----- DATA FOR THIS TASK -----

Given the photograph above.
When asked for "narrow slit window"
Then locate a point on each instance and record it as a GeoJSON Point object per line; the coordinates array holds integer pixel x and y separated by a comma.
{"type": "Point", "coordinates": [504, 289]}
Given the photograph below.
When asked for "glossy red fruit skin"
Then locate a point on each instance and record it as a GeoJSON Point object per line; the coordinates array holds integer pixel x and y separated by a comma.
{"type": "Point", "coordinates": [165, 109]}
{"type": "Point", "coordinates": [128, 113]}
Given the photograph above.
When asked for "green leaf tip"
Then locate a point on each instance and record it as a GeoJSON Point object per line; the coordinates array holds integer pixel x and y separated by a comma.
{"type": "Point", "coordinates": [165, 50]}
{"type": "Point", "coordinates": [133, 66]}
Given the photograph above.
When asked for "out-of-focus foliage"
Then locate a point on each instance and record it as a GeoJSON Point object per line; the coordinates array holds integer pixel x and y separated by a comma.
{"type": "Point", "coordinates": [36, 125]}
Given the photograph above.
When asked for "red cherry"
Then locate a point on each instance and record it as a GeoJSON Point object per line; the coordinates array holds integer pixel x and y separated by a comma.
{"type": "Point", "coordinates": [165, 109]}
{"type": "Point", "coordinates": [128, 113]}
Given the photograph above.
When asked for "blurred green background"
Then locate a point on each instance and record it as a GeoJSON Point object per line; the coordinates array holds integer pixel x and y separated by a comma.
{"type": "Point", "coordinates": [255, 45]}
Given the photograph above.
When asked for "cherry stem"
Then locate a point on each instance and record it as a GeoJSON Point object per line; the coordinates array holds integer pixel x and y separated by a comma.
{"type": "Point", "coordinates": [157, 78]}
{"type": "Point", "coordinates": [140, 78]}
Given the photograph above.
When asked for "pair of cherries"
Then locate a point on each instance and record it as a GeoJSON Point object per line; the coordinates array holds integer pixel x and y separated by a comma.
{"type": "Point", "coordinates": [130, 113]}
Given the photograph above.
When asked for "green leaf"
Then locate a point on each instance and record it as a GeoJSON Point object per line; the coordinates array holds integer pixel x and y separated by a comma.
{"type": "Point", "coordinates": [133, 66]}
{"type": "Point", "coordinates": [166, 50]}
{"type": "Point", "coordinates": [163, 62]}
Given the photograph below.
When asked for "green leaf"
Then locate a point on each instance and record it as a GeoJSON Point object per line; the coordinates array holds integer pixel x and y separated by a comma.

-----

▶ SET PROBLEM: Transcribe every entry verbatim.

▶ EXERCISE OUTPUT:
Given the photograph above.
When asked for "narrow slit window"
Then locate a point on each instance and record it as a GeoJSON Point object per line; the coordinates array holds integer pixel x and y separated by a comma.
{"type": "Point", "coordinates": [504, 289]}
Given the photograph below.
When asked for "glossy red fruit skin"
Then locate a point on each instance and record it as a GeoJSON Point object per line; the coordinates array holds integer pixel x and y separated by a comma.
{"type": "Point", "coordinates": [165, 109]}
{"type": "Point", "coordinates": [128, 113]}
Given the photograph above.
When asked for "green leaf tip"
Then locate a point on each instance and record it as a GeoJSON Point object per line; the coordinates array holds integer pixel x and y separated by a comma.
{"type": "Point", "coordinates": [165, 50]}
{"type": "Point", "coordinates": [133, 66]}
Given the photograph above.
When asked for "out-of-focus foliage"
Then locate a point on each instance and record it as a GeoJSON Point object per line; the coordinates array holds integer pixel x and y separated by a comma.
{"type": "Point", "coordinates": [36, 125]}
Given the photograph above.
When asked for "red cherry"
Then locate a point on each instance and record it as a GeoJSON Point object per line; the coordinates array holds integer pixel x and y separated by a comma.
{"type": "Point", "coordinates": [165, 109]}
{"type": "Point", "coordinates": [128, 113]}
Given the photograph above.
When asked for "blurred green background"
Then locate a point on each instance and record it as a GeoJSON Point object per line; the coordinates array holds integer pixel x and y separated by a comma.
{"type": "Point", "coordinates": [255, 45]}
Given the photograph above.
When asked for "cherry stem"
Then locate a point on each instance and record it as a GeoJSON Point object per line; the coordinates array holds integer pixel x and y separated by a comma.
{"type": "Point", "coordinates": [157, 78]}
{"type": "Point", "coordinates": [140, 78]}
Given the photograph above.
When asked for "pair of cherries"
Then locate a point on each instance and record it as a GeoJSON Point object per line; the coordinates array holds integer pixel x and y separated by a comma.
{"type": "Point", "coordinates": [130, 113]}
Given the photograph above.
When asked for "green leaf"
Then locate a point on each instance and record it as a GeoJSON Point object per line; the coordinates array holds integer pixel x and y separated by a comma.
{"type": "Point", "coordinates": [133, 66]}
{"type": "Point", "coordinates": [166, 50]}
{"type": "Point", "coordinates": [163, 62]}
Given the photograph below.
When asked for "green leaf"
Then locate a point on each instance and record it as a GeoJSON Point object per line; the coordinates array holds integer pixel x and y separated by a comma.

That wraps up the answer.